- [Passage provided]:
--- START ---

Untangling: Katrina Updike of Fluffy U Fiber Farm

You don’t have to take a trip to the UK to find wool from British Breed sheep. You simply have to visit — or visit the website of — Fluffy U Fiber Farm in Dover, Pennsylvania.

Shepardess Katrina Updike has been raising British and rare breed sheep, including Blue-Faced Leicester, Gotland, Leicester Longwool and Teeswater, for the past 18 years, and she hand dyes all of their yarns for knitters and roving for hand spinners. I asked Katrina to tell me a little bit more about the farm.

Tell me how your farm got started.

I actually started out with two Blue-Faced Leicester ewes in the backyard in an old tractor shed. Eventually we built a small pole barn. My husband travelled a lot so each time he went away I would add another sheep or goat or two. Eventually we were able to purchase part of my husband’s grandparents’ farm and the rest, as they say, is history.

How did you decide to raise British breed and rare breed sheep?

I raised a bunch of different sheep breeds over the years. But, I’ve always had Blue-Faced Leicester sheep since the beginning. So it was just natural to start adding other British/rare breed sheep to the flock.

Where does the name Fluffy U come from.

--- END ---

Go on with the interview about Fluffy U Fiber Farm from the point where it stops. The lines that come next have nothing to do with this.

(Data listing)

--- START ---

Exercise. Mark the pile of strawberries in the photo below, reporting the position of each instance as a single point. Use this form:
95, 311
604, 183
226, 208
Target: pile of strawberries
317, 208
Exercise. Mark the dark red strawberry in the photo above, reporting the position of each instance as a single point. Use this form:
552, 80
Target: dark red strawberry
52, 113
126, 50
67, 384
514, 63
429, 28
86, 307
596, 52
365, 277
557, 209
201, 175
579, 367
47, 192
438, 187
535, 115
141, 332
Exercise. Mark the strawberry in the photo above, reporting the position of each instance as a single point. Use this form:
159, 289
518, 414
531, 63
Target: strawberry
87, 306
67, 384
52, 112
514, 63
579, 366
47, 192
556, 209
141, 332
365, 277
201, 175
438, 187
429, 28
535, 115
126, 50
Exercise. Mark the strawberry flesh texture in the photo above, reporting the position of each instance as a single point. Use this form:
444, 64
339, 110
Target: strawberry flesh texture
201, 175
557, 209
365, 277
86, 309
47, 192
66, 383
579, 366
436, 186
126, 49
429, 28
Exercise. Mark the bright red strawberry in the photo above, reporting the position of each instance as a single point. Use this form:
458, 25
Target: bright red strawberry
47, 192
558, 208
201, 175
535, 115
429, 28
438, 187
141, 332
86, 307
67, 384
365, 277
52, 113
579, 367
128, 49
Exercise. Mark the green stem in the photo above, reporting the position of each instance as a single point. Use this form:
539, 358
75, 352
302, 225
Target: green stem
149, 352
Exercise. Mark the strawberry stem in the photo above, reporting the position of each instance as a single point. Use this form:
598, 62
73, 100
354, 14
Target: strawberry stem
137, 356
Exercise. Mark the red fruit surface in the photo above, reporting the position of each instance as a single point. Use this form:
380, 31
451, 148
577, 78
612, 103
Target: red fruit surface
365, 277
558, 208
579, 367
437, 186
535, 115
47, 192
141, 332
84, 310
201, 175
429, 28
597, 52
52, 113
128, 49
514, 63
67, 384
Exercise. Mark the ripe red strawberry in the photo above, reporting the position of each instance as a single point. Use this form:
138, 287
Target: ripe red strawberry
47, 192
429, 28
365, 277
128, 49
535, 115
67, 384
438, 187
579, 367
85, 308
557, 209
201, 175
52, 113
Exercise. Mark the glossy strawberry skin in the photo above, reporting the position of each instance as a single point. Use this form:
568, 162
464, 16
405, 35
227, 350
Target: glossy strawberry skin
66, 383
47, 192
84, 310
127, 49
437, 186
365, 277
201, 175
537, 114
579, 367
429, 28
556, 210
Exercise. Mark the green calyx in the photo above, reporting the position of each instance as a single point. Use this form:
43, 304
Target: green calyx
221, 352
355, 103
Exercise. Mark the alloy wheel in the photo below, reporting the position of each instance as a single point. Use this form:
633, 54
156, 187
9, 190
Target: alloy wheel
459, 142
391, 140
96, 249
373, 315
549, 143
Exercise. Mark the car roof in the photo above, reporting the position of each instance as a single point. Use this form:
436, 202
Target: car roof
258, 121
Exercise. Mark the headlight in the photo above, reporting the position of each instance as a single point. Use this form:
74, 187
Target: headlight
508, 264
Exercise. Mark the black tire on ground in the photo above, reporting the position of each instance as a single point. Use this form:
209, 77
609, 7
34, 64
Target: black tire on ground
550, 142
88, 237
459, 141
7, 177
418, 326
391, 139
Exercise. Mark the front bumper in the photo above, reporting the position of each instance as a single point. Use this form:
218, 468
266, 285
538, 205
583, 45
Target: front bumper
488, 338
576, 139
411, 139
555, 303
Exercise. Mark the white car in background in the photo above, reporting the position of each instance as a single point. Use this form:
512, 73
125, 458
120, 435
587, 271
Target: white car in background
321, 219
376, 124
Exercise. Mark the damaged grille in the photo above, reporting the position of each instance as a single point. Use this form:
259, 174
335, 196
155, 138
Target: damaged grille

--- END ---

- [Answer for this exercise]:
I actually was going to call our farm the Updike Funny Farm but wasn’t sure anyone but me would find the humor in the name. But, I finally settled on Fluffy U Fiber Farm because our sheep are big and fluffy and U for our last name. Being able to bring the farm and farming back into the family the name seem appropriate.

How has the business changed over the last 18 years?

The business has progressively changed in order to keep up with the times. At first it was just roving and some basic yarn. But, as we have grown we have added more yarn and roving blends, books and notions, project kits and classes at the farm as well as doing fiber shows for the past six years. It has been a challenge for us as we sell and use very little commercial product in our line of yarn. But, there is no greater satisfaction for me than being able to tell someone which sheep or goat their yarn came from.

Do you knit yourself and, if so how did you learn?

My grandmother taught me to crochet as a child, but I didn’t start knitting until I was 19. A wonderful woman named Kay Thompson taught me. I’ve been knitting ever since then.

How did you get started spinning?

I took a class at the Mannings with Tom Knisley. Tom is a great teacher with a lot of patience for all of us who haven’t a clue how to make the wheel work correctly. So, since that class I have probably been spinning about 10 years.

What are some of your favorite projects made with Fluffy U Fiber yarn?

A cardigan made with our BFL using a daisy stitch in all white, our Conewago Shawl and Cassius Shawl that I have made using our natural blend yarn and also coopworth tencel blend yarn. Right now I’m really enjoying knitting fingerless mitts using my handspun yarn from the sheep.

What are some the best things you’ve learned running Fluffy U?

Knitting is universal you can always find a way to communicate. Everything is an experiment what might work for one show may not work for another. Be true to yourself and your dream. You can’t please everyone. There are more nice, crazy fiber people than not.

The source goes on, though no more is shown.